WHAT YOU HAVE TO DO:
Below is a set of records. Repeat them verbatim without the pictures.

EXCERPTED DATA:
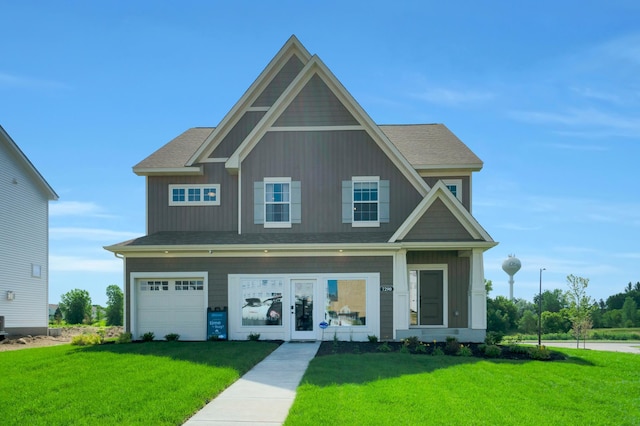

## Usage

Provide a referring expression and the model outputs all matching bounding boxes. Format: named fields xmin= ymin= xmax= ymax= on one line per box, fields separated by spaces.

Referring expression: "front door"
xmin=291 ymin=279 xmax=316 ymax=340
xmin=419 ymin=270 xmax=444 ymax=326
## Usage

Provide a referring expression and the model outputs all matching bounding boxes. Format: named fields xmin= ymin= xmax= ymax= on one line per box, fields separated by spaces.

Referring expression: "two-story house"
xmin=1 ymin=125 xmax=58 ymax=337
xmin=105 ymin=36 xmax=497 ymax=342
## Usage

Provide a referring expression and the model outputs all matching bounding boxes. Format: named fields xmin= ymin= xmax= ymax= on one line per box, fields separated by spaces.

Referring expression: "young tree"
xmin=59 ymin=289 xmax=92 ymax=325
xmin=53 ymin=307 xmax=63 ymax=324
xmin=105 ymin=285 xmax=124 ymax=326
xmin=565 ymin=274 xmax=594 ymax=348
xmin=621 ymin=297 xmax=638 ymax=327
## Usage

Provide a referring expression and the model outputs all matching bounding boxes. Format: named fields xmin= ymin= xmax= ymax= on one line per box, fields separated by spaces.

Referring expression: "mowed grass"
xmin=286 ymin=349 xmax=640 ymax=426
xmin=1 ymin=341 xmax=278 ymax=426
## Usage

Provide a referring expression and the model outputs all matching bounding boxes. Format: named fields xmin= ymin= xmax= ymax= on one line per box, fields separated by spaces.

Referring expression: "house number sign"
xmin=380 ymin=285 xmax=394 ymax=292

WRITTEN SOLUTION:
## Usage

Provide a referring expression and the model outputs all matching bounding boxes. Format: named fields xmin= ymin= xmax= ymax= on one line per box, fields separated by spaces.

Referring expression: "front door"
xmin=291 ymin=279 xmax=316 ymax=340
xmin=419 ymin=270 xmax=444 ymax=326
## Usage

Provide a referring expression and the model outputs all matching bounding boxes. Format: named fields xmin= ymin= xmax= ymax= on one line per box, fields separated by spaces.

Referring expression: "two-story house"
xmin=1 ymin=125 xmax=58 ymax=337
xmin=105 ymin=36 xmax=497 ymax=342
## Usage

Provide a referring expression and the model outputs all matching bounding boxes. Format: named fields xmin= ymin= xmax= ymax= on one line per box, fields separated by spaces.

Referring expression: "young tree"
xmin=59 ymin=289 xmax=92 ymax=325
xmin=53 ymin=307 xmax=63 ymax=324
xmin=105 ymin=285 xmax=124 ymax=326
xmin=565 ymin=274 xmax=594 ymax=348
xmin=621 ymin=297 xmax=638 ymax=327
## Usage

Provide a referring expression and the model outputs all matching bounding boxes. Format: named fields xmin= ymin= xmax= ymax= on one line per box, fields separated by spaces.

Referring expression: "mowed grass"
xmin=286 ymin=349 xmax=640 ymax=426
xmin=1 ymin=341 xmax=278 ymax=426
## Usage

Provide a referring expression and the model outputs all matching bounding boxes. Format: named fields xmin= ymin= xmax= ymax= on one line per box, fields separated by spaces.

Referring expression: "house number sign"
xmin=380 ymin=285 xmax=394 ymax=292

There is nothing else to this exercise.